**GIVEN EXERCISE**
Emit only the lines from the line containing "yellow dandelion petal" through the last line of the entries, unchanged.

Pointing dataset records
______

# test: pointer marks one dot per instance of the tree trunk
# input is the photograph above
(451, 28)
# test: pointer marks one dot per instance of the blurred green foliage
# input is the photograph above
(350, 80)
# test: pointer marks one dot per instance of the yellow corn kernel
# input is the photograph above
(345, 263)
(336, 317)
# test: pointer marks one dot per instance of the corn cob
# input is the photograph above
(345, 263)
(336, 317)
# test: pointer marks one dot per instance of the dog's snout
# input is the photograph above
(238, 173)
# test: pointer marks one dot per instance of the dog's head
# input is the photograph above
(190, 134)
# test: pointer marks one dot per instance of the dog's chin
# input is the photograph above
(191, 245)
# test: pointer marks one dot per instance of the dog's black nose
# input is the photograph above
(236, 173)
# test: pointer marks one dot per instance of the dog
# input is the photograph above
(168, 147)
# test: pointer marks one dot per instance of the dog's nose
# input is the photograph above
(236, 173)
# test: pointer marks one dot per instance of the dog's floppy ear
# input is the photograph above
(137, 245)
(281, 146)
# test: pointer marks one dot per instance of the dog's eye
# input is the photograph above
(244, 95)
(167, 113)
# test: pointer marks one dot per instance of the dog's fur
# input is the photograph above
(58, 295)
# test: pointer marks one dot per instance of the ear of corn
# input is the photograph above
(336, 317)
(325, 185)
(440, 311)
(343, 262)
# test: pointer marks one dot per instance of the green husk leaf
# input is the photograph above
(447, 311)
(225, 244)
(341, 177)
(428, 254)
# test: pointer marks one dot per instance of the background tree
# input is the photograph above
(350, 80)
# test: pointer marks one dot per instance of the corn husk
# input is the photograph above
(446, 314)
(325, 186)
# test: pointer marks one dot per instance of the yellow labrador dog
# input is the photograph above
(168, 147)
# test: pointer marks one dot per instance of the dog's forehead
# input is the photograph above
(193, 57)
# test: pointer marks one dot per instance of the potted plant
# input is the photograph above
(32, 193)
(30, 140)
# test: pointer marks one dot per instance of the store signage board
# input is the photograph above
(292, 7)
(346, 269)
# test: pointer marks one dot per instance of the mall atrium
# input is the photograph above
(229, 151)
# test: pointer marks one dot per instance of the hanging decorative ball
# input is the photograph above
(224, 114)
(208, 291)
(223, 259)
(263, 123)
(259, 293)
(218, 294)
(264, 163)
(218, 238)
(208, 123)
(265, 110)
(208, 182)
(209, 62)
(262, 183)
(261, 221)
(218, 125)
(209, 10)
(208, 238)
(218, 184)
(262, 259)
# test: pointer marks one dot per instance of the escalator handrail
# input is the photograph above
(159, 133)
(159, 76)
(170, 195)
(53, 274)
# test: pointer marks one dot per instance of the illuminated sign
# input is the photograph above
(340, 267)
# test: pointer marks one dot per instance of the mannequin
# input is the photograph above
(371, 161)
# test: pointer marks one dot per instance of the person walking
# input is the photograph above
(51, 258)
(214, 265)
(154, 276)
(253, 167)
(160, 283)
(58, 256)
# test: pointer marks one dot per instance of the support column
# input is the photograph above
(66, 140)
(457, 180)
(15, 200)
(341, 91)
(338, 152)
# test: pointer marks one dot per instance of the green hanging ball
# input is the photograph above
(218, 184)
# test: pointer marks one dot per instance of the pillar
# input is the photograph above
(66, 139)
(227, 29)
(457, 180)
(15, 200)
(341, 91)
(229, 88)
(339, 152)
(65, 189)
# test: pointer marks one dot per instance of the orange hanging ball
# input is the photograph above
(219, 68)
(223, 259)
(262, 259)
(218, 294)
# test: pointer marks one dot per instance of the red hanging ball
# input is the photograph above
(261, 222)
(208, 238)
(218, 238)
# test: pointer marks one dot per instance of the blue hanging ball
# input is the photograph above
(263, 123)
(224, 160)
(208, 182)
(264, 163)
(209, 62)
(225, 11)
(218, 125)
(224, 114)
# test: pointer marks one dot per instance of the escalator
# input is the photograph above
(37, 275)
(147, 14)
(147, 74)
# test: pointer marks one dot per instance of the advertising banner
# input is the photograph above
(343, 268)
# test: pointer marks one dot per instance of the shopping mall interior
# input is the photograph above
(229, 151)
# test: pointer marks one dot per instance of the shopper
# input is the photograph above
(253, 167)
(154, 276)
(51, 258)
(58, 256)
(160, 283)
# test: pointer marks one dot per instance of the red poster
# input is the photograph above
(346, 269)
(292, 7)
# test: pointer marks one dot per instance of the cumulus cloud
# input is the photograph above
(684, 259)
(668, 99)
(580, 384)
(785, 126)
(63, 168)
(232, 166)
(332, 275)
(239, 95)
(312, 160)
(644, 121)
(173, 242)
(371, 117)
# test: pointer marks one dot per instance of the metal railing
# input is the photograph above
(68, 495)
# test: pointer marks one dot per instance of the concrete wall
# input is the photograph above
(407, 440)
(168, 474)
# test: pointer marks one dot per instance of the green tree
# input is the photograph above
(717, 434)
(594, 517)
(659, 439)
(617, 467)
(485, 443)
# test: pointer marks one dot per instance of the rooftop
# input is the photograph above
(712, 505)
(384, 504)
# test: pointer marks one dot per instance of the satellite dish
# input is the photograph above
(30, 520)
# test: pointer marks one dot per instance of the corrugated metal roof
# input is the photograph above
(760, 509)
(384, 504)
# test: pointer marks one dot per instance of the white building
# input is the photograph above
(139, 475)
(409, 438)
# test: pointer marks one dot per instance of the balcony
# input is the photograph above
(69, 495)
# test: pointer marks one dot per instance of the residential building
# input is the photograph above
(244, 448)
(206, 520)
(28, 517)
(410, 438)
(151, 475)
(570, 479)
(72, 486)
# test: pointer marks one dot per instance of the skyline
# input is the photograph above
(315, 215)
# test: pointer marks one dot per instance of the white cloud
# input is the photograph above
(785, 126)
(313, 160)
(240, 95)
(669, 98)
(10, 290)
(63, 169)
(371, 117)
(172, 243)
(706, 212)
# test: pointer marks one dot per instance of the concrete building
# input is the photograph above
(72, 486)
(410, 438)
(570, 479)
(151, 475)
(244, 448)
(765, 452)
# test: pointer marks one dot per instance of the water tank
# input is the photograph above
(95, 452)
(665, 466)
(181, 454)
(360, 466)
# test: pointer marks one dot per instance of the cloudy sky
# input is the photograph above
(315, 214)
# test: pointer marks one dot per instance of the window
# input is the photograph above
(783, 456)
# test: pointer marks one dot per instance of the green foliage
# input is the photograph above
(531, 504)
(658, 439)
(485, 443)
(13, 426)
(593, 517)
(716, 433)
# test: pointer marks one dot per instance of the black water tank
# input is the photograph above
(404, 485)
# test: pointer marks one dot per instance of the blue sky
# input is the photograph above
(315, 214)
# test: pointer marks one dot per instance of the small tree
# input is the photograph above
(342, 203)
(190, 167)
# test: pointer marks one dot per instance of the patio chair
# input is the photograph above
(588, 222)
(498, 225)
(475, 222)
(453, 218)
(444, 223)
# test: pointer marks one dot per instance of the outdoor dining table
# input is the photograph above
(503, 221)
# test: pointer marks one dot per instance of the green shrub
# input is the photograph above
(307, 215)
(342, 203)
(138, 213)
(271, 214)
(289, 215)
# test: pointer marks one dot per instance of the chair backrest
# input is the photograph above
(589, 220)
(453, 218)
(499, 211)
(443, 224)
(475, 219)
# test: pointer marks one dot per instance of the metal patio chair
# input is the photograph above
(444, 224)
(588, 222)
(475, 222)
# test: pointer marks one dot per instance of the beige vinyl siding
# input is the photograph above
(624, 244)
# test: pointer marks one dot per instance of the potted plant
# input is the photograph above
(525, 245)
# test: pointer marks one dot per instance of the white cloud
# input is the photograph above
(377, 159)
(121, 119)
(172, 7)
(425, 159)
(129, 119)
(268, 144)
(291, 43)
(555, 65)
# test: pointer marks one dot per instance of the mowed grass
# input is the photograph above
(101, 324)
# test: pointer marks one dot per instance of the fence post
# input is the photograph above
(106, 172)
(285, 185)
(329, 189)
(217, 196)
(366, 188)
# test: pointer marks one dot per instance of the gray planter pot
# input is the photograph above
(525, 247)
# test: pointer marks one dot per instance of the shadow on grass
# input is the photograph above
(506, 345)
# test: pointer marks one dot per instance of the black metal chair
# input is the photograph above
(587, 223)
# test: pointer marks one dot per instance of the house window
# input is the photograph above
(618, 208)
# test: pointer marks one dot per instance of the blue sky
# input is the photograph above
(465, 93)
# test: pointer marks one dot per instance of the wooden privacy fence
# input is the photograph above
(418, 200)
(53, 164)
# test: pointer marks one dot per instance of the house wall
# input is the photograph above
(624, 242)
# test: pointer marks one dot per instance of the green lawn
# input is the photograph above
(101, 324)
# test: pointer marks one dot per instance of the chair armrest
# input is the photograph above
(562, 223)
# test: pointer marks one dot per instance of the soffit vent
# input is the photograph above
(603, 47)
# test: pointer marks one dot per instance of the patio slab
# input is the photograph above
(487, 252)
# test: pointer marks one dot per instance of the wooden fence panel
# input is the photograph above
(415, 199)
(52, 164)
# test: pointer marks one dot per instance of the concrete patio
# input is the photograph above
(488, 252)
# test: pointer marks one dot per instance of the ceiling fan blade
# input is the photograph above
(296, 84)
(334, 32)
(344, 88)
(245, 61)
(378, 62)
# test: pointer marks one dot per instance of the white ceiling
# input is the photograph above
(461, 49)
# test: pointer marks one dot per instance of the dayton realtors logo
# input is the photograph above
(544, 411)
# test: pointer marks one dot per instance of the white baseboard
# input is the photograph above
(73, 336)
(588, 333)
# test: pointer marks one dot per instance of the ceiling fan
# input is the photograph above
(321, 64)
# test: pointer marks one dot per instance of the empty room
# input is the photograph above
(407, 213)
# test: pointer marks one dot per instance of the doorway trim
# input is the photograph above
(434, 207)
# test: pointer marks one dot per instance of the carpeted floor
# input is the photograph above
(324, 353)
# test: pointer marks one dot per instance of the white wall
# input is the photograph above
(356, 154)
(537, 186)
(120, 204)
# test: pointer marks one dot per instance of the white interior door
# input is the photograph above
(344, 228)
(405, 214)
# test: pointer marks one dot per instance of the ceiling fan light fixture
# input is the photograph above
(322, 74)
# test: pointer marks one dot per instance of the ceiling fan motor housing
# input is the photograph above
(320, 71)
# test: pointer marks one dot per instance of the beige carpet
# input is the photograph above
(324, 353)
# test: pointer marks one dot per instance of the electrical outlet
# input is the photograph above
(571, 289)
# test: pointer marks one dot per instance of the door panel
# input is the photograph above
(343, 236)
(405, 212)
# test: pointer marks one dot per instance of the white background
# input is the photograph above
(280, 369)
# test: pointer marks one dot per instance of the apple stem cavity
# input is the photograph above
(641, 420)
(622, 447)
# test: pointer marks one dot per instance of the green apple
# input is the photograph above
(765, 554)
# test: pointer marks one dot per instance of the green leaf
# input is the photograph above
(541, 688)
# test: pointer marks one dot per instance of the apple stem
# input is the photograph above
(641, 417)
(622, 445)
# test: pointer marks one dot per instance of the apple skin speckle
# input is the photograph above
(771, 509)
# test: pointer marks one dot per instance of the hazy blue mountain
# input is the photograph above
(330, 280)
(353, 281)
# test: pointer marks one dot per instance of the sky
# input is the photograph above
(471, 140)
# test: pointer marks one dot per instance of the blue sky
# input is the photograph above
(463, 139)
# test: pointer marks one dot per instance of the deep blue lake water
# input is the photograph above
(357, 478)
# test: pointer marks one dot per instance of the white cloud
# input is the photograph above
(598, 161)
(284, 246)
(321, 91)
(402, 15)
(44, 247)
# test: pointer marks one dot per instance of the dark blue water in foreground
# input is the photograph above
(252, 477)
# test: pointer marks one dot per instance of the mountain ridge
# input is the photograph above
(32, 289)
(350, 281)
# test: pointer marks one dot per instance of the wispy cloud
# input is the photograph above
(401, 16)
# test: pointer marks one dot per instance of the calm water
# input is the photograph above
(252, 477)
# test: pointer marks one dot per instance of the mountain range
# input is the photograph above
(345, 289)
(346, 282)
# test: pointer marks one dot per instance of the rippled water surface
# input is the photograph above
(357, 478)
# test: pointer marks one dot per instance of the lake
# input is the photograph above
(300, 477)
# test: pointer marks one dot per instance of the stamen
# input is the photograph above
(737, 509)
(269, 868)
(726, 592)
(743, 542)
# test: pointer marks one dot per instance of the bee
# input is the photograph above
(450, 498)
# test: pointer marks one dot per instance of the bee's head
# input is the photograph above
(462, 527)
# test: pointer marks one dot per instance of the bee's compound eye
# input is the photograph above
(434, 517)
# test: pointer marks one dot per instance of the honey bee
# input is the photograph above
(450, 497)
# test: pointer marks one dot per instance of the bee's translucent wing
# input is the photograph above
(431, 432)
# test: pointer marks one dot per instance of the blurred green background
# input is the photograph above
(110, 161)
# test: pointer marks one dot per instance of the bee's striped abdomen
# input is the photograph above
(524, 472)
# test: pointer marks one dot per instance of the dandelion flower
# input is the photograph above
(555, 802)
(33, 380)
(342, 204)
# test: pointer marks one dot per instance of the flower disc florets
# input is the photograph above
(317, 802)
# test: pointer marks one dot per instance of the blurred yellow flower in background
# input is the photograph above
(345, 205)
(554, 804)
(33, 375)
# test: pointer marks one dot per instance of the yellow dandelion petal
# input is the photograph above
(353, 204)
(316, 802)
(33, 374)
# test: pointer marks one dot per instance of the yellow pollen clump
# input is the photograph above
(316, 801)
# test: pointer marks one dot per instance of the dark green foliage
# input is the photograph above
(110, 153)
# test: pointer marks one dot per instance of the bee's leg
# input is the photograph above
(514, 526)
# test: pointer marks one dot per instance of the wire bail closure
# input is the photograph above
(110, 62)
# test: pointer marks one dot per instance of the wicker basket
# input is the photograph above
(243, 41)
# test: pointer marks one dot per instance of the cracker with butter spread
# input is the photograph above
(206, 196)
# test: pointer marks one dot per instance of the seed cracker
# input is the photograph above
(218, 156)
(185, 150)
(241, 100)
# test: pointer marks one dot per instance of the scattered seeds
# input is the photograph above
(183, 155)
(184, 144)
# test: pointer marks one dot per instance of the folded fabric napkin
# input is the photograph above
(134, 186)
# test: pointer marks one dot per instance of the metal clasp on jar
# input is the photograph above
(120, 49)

______

**RESULT OF THE EXERCISE**
# test: pointer marks one dot per instance of the yellow dandelion petal
# input is the photograph above
(353, 204)
(316, 802)
(33, 374)
# test: pointer marks one dot per instance of the yellow pollen clump
# input is the photograph above
(316, 801)
# test: pointer marks one dot per instance of the dark green foliage
# input is the photograph above
(110, 153)
# test: pointer marks one dot per instance of the bee's leg
# input is the photograph above
(514, 526)
# test: pointer marks one dot per instance of the wire bail closure
# input is the photograph above
(110, 62)
# test: pointer marks one dot per instance of the wicker basket
# input is the photograph above
(243, 41)
# test: pointer marks one dot per instance of the cracker with butter spread
# input is the photograph above
(206, 196)
# test: pointer marks one dot per instance of the seed cracker
# input is the photograph above
(218, 156)
(185, 150)
(241, 100)
# test: pointer marks one dot per instance of the scattered seeds
# input is the photograph above
(183, 155)
(184, 144)
# test: pointer marks one dot per instance of the folded fabric napkin
# input is the photograph above
(134, 186)
# test: pointer marks one dot per instance of the metal clasp on jar
# input is the photograph above
(120, 49)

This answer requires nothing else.